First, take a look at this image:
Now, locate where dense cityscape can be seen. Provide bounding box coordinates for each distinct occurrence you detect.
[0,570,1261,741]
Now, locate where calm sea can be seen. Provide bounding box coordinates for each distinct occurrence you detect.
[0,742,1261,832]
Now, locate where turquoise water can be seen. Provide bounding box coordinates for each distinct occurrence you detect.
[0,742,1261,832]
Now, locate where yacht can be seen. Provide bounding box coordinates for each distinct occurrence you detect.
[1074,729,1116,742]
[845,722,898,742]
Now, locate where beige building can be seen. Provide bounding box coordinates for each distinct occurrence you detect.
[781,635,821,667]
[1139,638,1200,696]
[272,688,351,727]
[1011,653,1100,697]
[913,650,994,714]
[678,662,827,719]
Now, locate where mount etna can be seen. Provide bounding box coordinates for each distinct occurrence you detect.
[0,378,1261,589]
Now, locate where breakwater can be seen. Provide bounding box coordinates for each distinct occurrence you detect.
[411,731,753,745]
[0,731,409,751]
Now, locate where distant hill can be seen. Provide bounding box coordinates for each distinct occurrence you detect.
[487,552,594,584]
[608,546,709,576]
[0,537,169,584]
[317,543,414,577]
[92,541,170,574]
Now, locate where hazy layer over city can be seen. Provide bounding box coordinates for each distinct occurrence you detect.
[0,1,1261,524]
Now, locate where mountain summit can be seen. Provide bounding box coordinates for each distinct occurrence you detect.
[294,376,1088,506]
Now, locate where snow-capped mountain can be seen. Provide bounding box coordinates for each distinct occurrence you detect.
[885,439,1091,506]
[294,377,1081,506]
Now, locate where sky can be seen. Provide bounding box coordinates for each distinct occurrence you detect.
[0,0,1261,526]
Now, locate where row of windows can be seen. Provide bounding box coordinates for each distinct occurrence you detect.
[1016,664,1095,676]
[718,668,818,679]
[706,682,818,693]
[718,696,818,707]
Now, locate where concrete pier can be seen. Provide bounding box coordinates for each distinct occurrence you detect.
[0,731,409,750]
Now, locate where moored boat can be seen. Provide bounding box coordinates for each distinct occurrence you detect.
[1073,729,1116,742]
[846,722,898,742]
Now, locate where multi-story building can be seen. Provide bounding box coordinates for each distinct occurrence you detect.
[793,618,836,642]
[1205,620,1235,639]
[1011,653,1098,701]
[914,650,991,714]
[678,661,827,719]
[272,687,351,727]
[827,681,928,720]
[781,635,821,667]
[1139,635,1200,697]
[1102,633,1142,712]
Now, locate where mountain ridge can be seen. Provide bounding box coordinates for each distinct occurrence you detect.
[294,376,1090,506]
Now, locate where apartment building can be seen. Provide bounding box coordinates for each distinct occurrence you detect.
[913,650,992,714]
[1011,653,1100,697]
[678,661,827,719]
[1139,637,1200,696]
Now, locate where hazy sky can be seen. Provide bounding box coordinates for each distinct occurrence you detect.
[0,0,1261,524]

__TASK REQUIREMENTS__:
Put the lines of the listing above into a numbered list, starting at the line that contains "Now, locate where hazy layer" and ending at the line that contains "[0,0,1261,526]". Leave out any blank lines.

__FINAL ANSWER__:
1. Now, locate where hazy layer over city can be seen. Provide bounding box coordinates for each distinct occurrence you detect.
2. [0,1,1261,524]
3. Now, locate where mountain summit can be seen. Provide bounding box coordinates for each distinct occurrence you detect.
4. [294,376,1088,506]
5. Now, locate where snow-capped mountain can be seen. Provide bounding box coordinates for each distinct occurrence you detect.
6. [885,439,1091,506]
7. [294,377,1081,506]
8. Now, locate where sky can be seen. Provide bounding box coordinates for each distinct occurrence you detect.
9. [0,0,1261,526]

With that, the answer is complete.